What you have to do →
Where the lines below hold images, skip those and copy every word exactly.
* * * *
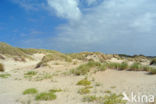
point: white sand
(124, 81)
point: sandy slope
(123, 81)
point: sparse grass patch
(85, 68)
(53, 56)
(123, 66)
(113, 65)
(55, 90)
(30, 74)
(152, 71)
(43, 76)
(4, 75)
(45, 96)
(30, 91)
(108, 91)
(84, 90)
(89, 98)
(153, 62)
(102, 67)
(1, 68)
(84, 82)
(112, 98)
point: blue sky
(109, 26)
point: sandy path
(124, 81)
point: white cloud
(29, 4)
(90, 2)
(66, 8)
(145, 22)
(114, 26)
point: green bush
(30, 91)
(45, 96)
(1, 68)
(84, 82)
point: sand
(116, 81)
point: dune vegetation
(1, 68)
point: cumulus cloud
(29, 4)
(114, 26)
(90, 2)
(66, 8)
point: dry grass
(111, 98)
(52, 57)
(84, 82)
(46, 96)
(153, 62)
(1, 68)
(30, 91)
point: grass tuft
(1, 68)
(135, 67)
(152, 71)
(89, 98)
(84, 82)
(30, 91)
(45, 96)
(4, 75)
(84, 90)
(55, 90)
(153, 62)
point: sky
(108, 26)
* * * *
Result →
point: white sand
(124, 81)
point: sandy slope
(123, 81)
point: sparse grass patch
(85, 68)
(53, 56)
(123, 66)
(113, 65)
(55, 90)
(30, 74)
(152, 71)
(43, 76)
(4, 75)
(45, 96)
(30, 91)
(108, 91)
(84, 90)
(89, 98)
(153, 62)
(102, 67)
(1, 68)
(84, 82)
(112, 98)
point: blue sky
(109, 26)
point: sandy path
(124, 81)
point: white cloud
(29, 4)
(90, 2)
(66, 8)
(145, 22)
(114, 26)
point: green bush
(30, 91)
(45, 96)
(1, 68)
(84, 82)
point: sand
(116, 81)
point: dune vegetation
(1, 68)
point: cumulus cloud
(29, 4)
(114, 26)
(90, 2)
(66, 8)
point: dry grass
(111, 98)
(52, 57)
(84, 82)
(46, 96)
(153, 62)
(1, 68)
(30, 91)
point: grass tuft
(1, 68)
(135, 67)
(152, 71)
(89, 98)
(84, 82)
(30, 91)
(45, 96)
(4, 75)
(84, 90)
(55, 90)
(153, 62)
point: sky
(108, 26)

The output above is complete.